- [Exercise description] The lines to copy run from the one containing "One marker per instance, like [984,335]." to the end of the records below; repeat them exactly and include nothing else.

** Given entries follows **

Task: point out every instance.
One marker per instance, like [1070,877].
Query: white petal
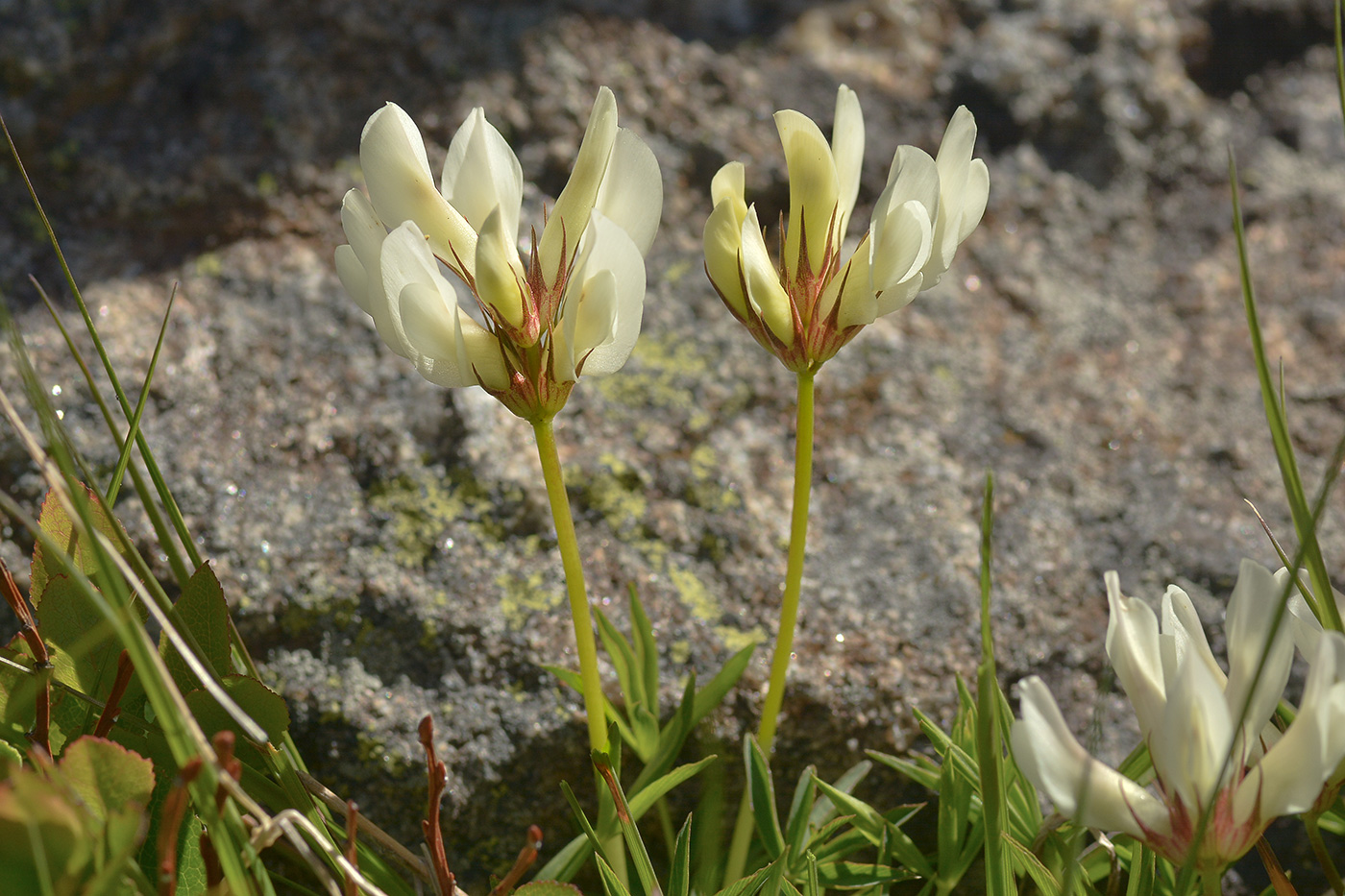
[766,295]
[353,278]
[965,187]
[631,194]
[1192,741]
[392,155]
[728,183]
[854,288]
[1133,648]
[847,151]
[1181,620]
[1079,785]
[569,218]
[1251,614]
[500,276]
[813,187]
[481,174]
[897,254]
[607,328]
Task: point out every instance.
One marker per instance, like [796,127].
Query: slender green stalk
[569,545]
[789,615]
[1324,858]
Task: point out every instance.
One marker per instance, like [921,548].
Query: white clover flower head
[574,308]
[806,307]
[1244,772]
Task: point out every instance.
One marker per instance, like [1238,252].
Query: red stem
[430,826]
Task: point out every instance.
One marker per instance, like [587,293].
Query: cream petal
[569,218]
[1290,777]
[721,241]
[854,291]
[1181,620]
[631,194]
[1080,786]
[500,276]
[607,329]
[363,230]
[353,278]
[813,187]
[896,255]
[847,151]
[1190,742]
[1133,648]
[766,295]
[481,174]
[1251,617]
[392,157]
[729,183]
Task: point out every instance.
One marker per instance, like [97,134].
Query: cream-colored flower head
[1208,734]
[574,308]
[807,305]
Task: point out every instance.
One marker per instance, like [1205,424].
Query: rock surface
[386,545]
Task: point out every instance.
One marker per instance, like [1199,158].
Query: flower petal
[813,188]
[569,218]
[611,301]
[847,153]
[766,295]
[392,154]
[1251,615]
[722,240]
[481,174]
[964,190]
[1290,777]
[1080,786]
[1133,648]
[631,194]
[896,254]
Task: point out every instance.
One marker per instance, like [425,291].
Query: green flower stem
[789,615]
[1324,858]
[569,545]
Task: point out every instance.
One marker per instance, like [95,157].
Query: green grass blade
[1304,525]
[114,485]
[147,498]
[762,791]
[990,752]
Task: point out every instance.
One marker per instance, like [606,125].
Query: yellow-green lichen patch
[662,376]
[695,594]
[615,490]
[521,597]
[424,507]
[736,640]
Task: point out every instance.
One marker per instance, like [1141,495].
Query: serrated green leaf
[721,684]
[762,797]
[265,707]
[202,611]
[679,878]
[56,521]
[860,875]
[800,808]
[107,775]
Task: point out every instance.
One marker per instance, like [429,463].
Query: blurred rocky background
[386,544]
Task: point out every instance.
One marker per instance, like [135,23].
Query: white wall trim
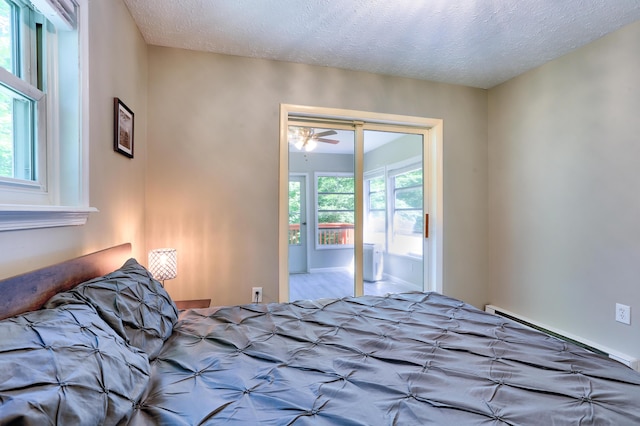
[16,217]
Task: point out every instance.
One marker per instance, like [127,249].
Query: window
[294,212]
[21,96]
[375,226]
[42,170]
[406,211]
[335,210]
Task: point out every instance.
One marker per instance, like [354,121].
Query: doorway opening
[360,203]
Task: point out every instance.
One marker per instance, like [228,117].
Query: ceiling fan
[306,138]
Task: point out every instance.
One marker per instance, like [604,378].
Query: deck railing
[328,234]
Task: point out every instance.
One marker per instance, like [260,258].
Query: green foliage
[407,179]
[6,116]
[294,202]
[336,184]
[336,200]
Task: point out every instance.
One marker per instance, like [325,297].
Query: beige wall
[564,191]
[213,165]
[118,67]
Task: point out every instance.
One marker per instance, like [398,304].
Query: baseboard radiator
[593,347]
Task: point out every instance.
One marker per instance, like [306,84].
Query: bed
[111,348]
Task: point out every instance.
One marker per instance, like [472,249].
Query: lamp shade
[163,263]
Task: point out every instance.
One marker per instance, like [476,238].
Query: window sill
[15,217]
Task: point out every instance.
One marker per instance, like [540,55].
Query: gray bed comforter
[406,359]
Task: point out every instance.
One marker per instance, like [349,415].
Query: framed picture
[123,129]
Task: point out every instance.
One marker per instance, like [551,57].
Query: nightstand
[192,304]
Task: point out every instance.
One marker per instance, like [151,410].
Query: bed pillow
[134,304]
[67,366]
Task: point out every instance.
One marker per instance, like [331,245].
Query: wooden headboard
[31,290]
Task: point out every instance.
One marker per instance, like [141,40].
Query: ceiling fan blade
[326,133]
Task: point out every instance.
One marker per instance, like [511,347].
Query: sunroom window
[335,210]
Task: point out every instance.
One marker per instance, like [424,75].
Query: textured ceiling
[478,43]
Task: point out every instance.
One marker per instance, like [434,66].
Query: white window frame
[394,170]
[319,246]
[58,199]
[379,173]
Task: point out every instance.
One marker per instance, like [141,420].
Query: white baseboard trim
[625,359]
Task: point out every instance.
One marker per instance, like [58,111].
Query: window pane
[344,185]
[336,205]
[376,222]
[411,178]
[376,201]
[409,198]
[407,222]
[377,184]
[336,202]
[16,135]
[294,202]
[294,213]
[6,36]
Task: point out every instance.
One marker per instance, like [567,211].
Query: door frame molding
[434,159]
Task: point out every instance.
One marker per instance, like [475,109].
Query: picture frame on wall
[123,128]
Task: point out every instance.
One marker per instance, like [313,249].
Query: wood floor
[320,285]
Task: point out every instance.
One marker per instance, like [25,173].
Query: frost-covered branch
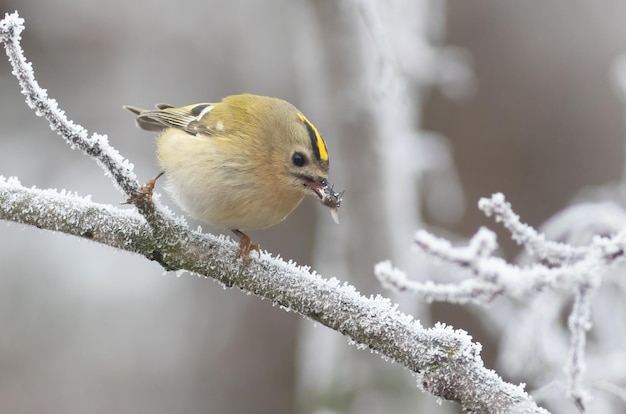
[446,361]
[562,267]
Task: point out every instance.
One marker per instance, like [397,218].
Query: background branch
[446,361]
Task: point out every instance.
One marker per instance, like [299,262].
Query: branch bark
[446,362]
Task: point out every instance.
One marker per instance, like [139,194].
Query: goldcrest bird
[244,163]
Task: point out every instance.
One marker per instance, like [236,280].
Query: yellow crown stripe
[319,146]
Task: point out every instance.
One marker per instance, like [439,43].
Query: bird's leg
[245,247]
[145,192]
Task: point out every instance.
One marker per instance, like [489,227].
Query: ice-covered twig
[96,145]
[549,252]
[567,268]
[446,361]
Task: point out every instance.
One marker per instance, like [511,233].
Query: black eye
[298,159]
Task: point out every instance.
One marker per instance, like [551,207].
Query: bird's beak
[327,195]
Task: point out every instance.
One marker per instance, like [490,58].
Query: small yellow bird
[243,164]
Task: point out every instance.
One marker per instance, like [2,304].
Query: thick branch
[446,361]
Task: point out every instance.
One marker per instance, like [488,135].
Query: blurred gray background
[90,329]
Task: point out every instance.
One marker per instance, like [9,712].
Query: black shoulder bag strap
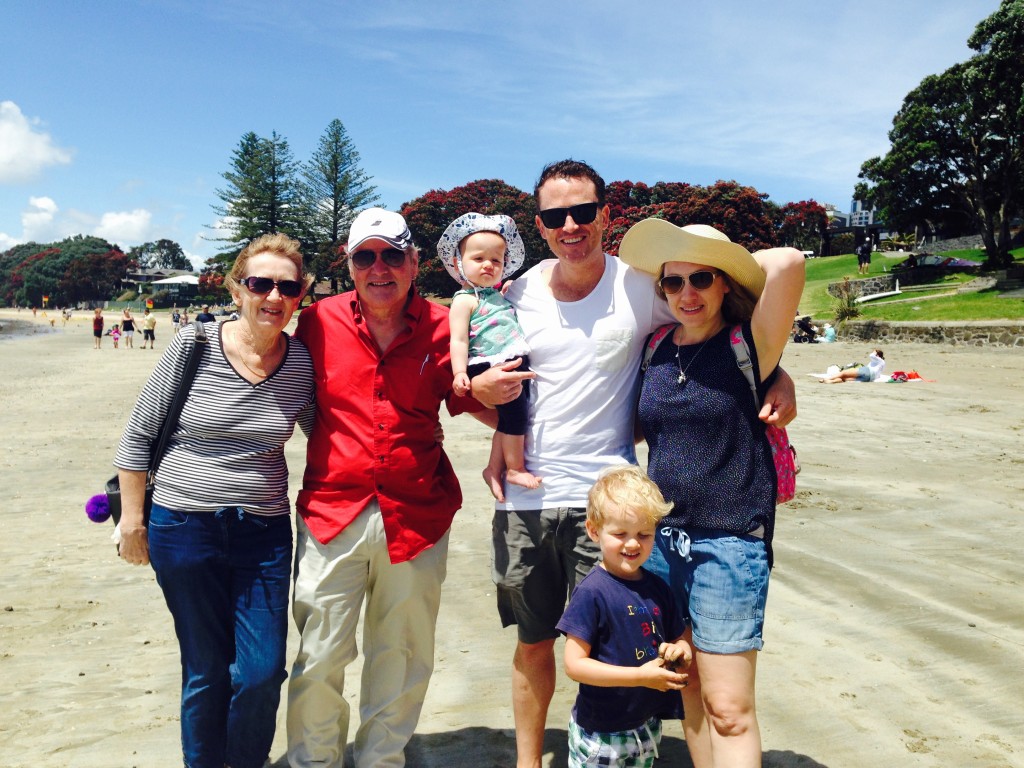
[174,412]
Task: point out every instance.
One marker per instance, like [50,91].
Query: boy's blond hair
[628,487]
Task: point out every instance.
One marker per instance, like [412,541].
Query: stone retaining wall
[955,244]
[984,333]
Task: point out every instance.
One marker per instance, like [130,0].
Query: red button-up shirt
[376,415]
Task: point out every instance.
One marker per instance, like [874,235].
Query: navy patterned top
[709,454]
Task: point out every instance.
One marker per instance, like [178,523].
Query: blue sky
[119,118]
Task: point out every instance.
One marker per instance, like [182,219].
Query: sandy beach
[895,631]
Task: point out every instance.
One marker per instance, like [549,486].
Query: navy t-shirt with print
[624,623]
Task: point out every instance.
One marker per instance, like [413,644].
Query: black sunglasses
[582,214]
[262,286]
[700,281]
[390,256]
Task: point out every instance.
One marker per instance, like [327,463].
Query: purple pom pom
[97,509]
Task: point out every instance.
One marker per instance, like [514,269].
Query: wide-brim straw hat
[651,243]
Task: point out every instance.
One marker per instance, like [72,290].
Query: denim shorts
[722,584]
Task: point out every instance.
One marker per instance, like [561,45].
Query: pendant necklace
[682,371]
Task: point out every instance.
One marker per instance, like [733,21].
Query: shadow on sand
[489,748]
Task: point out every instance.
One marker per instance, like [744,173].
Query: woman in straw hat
[710,457]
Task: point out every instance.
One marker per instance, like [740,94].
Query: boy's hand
[655,675]
[460,384]
[677,654]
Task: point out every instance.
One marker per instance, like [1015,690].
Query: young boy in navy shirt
[623,632]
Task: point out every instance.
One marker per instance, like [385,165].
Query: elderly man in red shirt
[376,505]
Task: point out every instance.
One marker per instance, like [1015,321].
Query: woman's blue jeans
[225,578]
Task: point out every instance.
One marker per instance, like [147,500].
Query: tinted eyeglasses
[391,256]
[582,214]
[262,286]
[700,281]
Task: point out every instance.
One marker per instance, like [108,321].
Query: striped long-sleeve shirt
[228,445]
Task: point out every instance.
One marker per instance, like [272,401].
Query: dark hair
[569,169]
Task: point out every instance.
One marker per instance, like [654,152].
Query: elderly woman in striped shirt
[219,537]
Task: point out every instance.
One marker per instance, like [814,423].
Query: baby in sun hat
[478,251]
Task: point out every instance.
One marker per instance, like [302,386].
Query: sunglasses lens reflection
[584,213]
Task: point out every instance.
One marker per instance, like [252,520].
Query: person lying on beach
[871,372]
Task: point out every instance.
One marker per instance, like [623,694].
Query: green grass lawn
[976,306]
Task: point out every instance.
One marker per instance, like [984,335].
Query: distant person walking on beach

** End of Given entries **

- [Exercise solution]
One marker per instance, like [984,335].
Query: distant person walking on beach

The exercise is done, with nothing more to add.